BRIEF
Without the images, set down each entry exactly.

── RECORDED DATA ──

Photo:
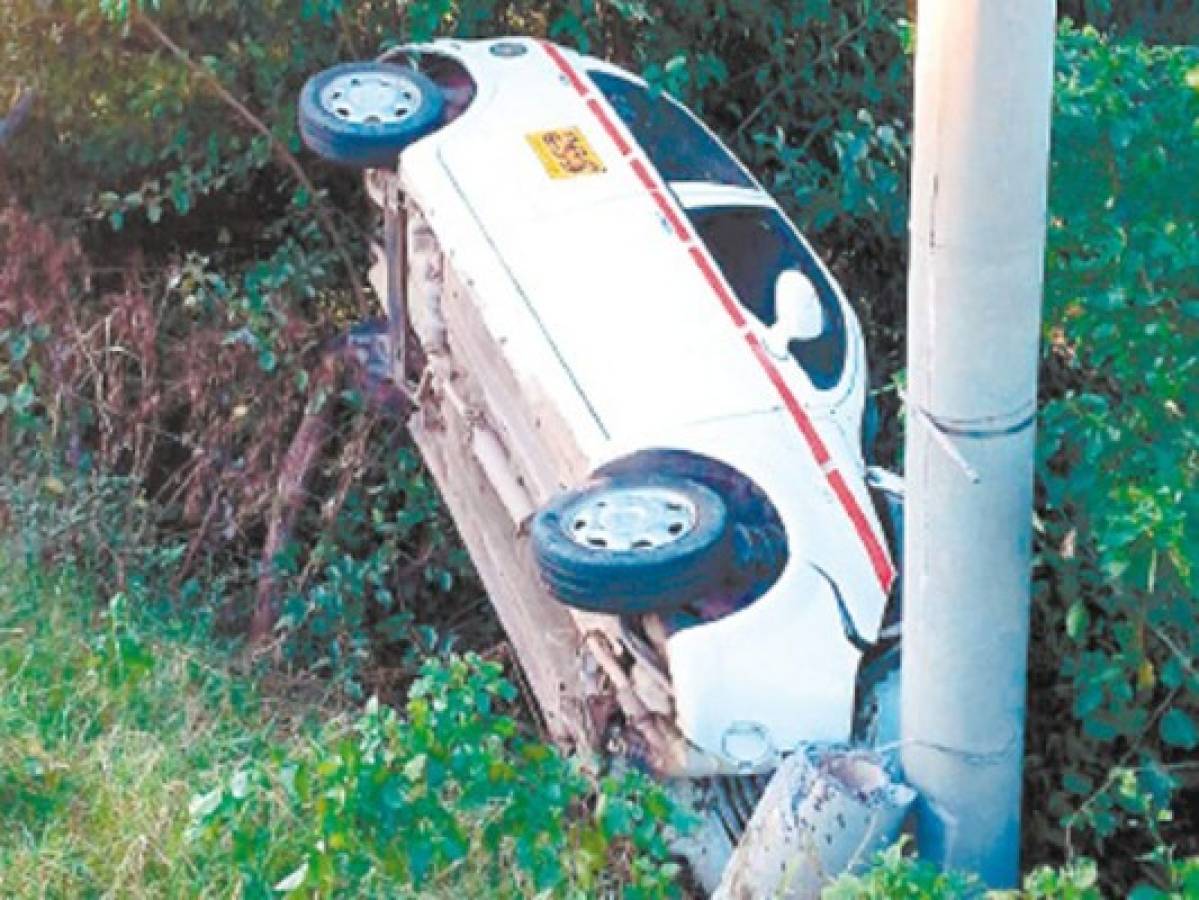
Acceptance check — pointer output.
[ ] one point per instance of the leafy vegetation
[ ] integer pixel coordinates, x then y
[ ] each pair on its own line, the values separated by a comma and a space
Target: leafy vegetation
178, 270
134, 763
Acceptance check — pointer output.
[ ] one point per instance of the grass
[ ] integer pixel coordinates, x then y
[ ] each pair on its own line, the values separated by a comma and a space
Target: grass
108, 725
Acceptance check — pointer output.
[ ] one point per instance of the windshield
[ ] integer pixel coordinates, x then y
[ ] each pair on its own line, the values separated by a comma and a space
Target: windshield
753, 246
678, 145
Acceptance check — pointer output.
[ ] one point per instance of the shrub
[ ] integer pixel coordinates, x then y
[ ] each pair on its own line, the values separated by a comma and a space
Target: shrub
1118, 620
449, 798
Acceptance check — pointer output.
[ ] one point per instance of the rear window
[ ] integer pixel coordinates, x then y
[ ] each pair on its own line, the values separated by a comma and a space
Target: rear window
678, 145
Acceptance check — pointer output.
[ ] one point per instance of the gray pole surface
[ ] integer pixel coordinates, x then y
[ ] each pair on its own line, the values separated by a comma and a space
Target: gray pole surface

───

YOUR SOLUTION
Photo:
Acceptance check — pointer output.
[ ] one point per instance of the leafy vegetation
[ ] integer pixel coordinates, x then y
[ ] each pair on its own line, the values separated by a comma and a space
Target: leafy vegetation
178, 270
134, 763
Acceptance check — pointer output.
[ ] one point per instance of the grass
[ ] integer pixel coordinates, x then y
[ ] each pair on its own line, the values separated by a comma and a space
Target: grass
108, 725
Acceptance check — pointer output.
[ ] one point per instance of the windshield
[ ] integer pixel coordinates, x then y
[ ] each pair on its own line, the values separated by a comma and a space
Target: windshield
753, 246
678, 145
Acceptance check — pointer output.
[ ] one point per instance of the shrub
[ ] integer pixel coordinates, x then y
[ ] each pair on its own line, the values separated by a comma and a space
Target: shrub
1118, 620
449, 798
Acceptance check — pointer output.
[ ] one point per instance of the rear window
[ ] integer pixel coordinates, x then y
[ ] each pair on its own line, the values separated by a comma and a space
Target: rear window
678, 145
Acceptance check — pointer output.
[ ] one point per instance of the gray pole surface
[ ] integer pixel coordinates, x then y
[ ] each pair on its own line, the values separated by a comma and a space
Target: gray pole surface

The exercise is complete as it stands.